### Teks Hasil Ekstraksi ###

Tampaknya, para mahasiswa itu sengaja bersilaturahmi ketika mengetahui jika kami baru pulang. Betul, agar tak merepotkan tuan rumah. Namun, hati saya tetap yang tidak enak. Siapa tahu mereka belum sempat makan di rumah. Selama ini, mereka sangat baik. Sudah seperti saudara sendiri. Rasa kekeluargaan di rantau orang, di luar negeri, itu jauh lebih tinggi ketimbang saat kita berada di Indonesia. Nggak pandang ras/suku, dari mana saja, beragam suku, namun bisa dikatakan rasa persaudaraan kami sangat tinggi. Bahkan, saya justru lebih dekat dengan orang-orang yang berbeda suku. Itulah yang bikin saya betah hidup di Mesir.

Suasana keislaman, mesjid yang bertebaran di mana-mana, aman, ditambah persaudaraan sesama bangsa Indonesia. Sungguh luar biasa nikmatnya. Bukannya tidak ada perselisihan, tetap ada, namun tak sampai menimbulkan dendam di hati, tak ada iri dan caci maki, kami saling menolong, bercanda, benar-benar bersaudara.

Hari Senin ini kami diundang makan empek-empek atau tekwan di rumah salah seorang teman saya–beliau ini juga pergi bersama kami ke Tanta. Saya sempat tanya ke teman tersebut, “kapan kakak bisa siapin makanannya?” Beliau jawab: "Gampang Ima, tinggal pesan sama mahasiswa saja." Yah begitulah...rata-rata ibu-ibu di sini. Kalau ngundang mahasiswa ataupun teman-teman, cukup pesan makanan saja. Namun ada juga ibu-ibu yang rajin masak tiap hari, biasanya mereka adalah ibu-ibu home staff yang punya pembantu, jadi ada yang membantu mereka memasak. Hanya saya yang masih belum bisa pesan makanan kalau mengundang orang ke rumah.

### Data yang Disediakan ###

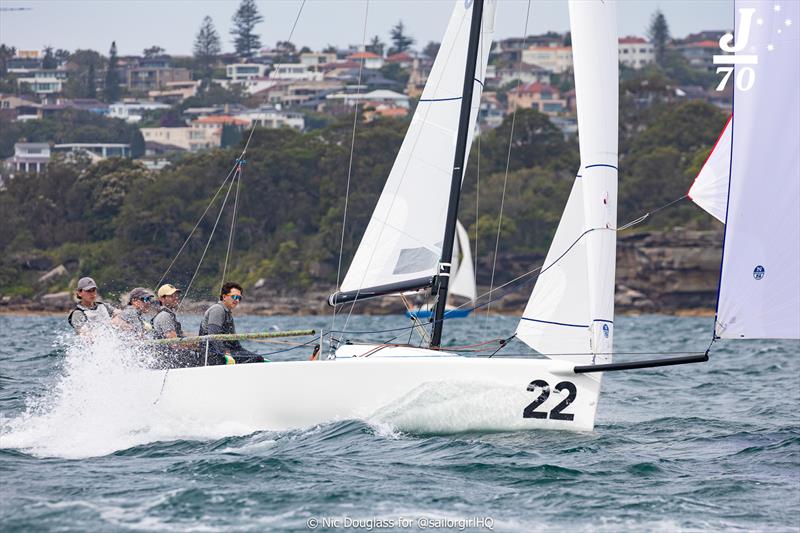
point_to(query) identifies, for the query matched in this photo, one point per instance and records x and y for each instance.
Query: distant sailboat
(570, 314)
(463, 284)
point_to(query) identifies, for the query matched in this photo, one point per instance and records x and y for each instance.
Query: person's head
(231, 295)
(86, 291)
(140, 298)
(169, 295)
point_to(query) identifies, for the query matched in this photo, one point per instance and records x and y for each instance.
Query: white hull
(410, 389)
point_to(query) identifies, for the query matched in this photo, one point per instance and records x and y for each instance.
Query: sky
(173, 24)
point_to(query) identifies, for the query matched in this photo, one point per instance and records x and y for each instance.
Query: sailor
(167, 326)
(219, 319)
(131, 318)
(88, 313)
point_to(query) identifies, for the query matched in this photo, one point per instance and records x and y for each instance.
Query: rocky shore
(672, 272)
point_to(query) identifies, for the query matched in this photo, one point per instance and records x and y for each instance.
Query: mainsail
(759, 291)
(571, 310)
(402, 241)
(710, 187)
(463, 282)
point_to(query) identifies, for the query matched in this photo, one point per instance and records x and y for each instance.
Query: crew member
(219, 319)
(88, 313)
(167, 326)
(131, 319)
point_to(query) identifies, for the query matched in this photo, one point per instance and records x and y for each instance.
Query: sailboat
(463, 284)
(408, 246)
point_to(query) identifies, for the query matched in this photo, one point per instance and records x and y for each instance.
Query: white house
(29, 157)
(635, 52)
(294, 72)
(380, 96)
(245, 71)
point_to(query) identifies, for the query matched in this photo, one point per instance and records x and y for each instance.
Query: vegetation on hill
(123, 225)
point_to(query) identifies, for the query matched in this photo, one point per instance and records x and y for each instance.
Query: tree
(91, 89)
(659, 35)
(401, 41)
(111, 88)
(153, 51)
(62, 55)
(376, 46)
(431, 49)
(245, 20)
(206, 46)
(6, 53)
(49, 60)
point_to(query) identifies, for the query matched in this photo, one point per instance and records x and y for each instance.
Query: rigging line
(508, 162)
(404, 172)
(544, 268)
(208, 243)
(295, 21)
(238, 179)
(350, 167)
(649, 213)
(222, 186)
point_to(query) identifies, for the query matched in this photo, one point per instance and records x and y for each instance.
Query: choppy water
(714, 446)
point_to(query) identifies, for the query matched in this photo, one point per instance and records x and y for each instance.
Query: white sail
(710, 187)
(572, 307)
(557, 317)
(403, 240)
(463, 280)
(759, 294)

###

Tugas yang Dikerjakan >>
1. Tuliskan ulang bagian teks tentang kehidupan di Mesir dari "Tampaknya, para mahasiswa" hingga "hidup di Mesir." tanpa mengubah apa pun.
2. Teruskan teks tentang kehidupan di Mesir, dimulai tepat setelah kalimat terakhirnya.
Baris-baris data di atas tidak berperan dalam pengerjaan ini.

Kumpulan Jawaban >>
1.
Tampaknya, para mahasiswa itu sengaja bersilaturahmi ketika mengetahui jika kami baru pulang. Betul, agar tak merepotkan tuan rumah. Namun, hati saya tetap yang tidak enak. Siapa tahu mereka belum sempat makan di rumah. Selama ini, mereka sangat baik. Sudah seperti saudara sendiri. Rasa kekeluargaan di rantau orang, di luar negeri, itu jauh lebih tinggi ketimbang saat kita berada di Indonesia. Nggak pandang ras/suku, dari mana saja, beragam suku, namun bisa dikatakan rasa persaudaraan kami sangat tinggi. Bahkan, saya justru lebih dekat dengan orang-orang yang berbeda suku. Itulah yang bikin saya betah hidup di Mesir.

2.
Kalau mengundang orang dan makannya di mesjid baru bisa pesan, tapi kalau di rumah saya lebih suka masak sendiri. Hanya saja, kalau umur dah tua begini tenaga banyak berkurang, tidak seperti ketika masih muda dulu, tenaga masih kuat, bisa ngundang banyak orang, sampai puluhan, bahkan ratusan. Sekarang saya hanya bisa ngundang 30 orang. Itu dah maksimal, selebih itu saya benar-benar nggak kuat, tenaga terasa sekali lemahnya.

Hari Selasa besok kedutaan mulai masuk seperti sedia kala. Dan Ibu-ibu pengajian pun akan mulai lagi dengan kegiatan rutinnya. Sementara saya sendiri, insya Allah kalau tak ada halangan, akan bersiap pulang ke Indonesia. Saya ingin mengajak anak saya yang di pesantren di Indonesia agar mau sekolah di Kairo lagi.

Wassalamu'alaikum.

Ini sekedar bacaan ringan saja. Mohon Maaf lahir dan Bathin
Rahima, Kairo 6 Oktober/6 Syawal (2008M/1429H)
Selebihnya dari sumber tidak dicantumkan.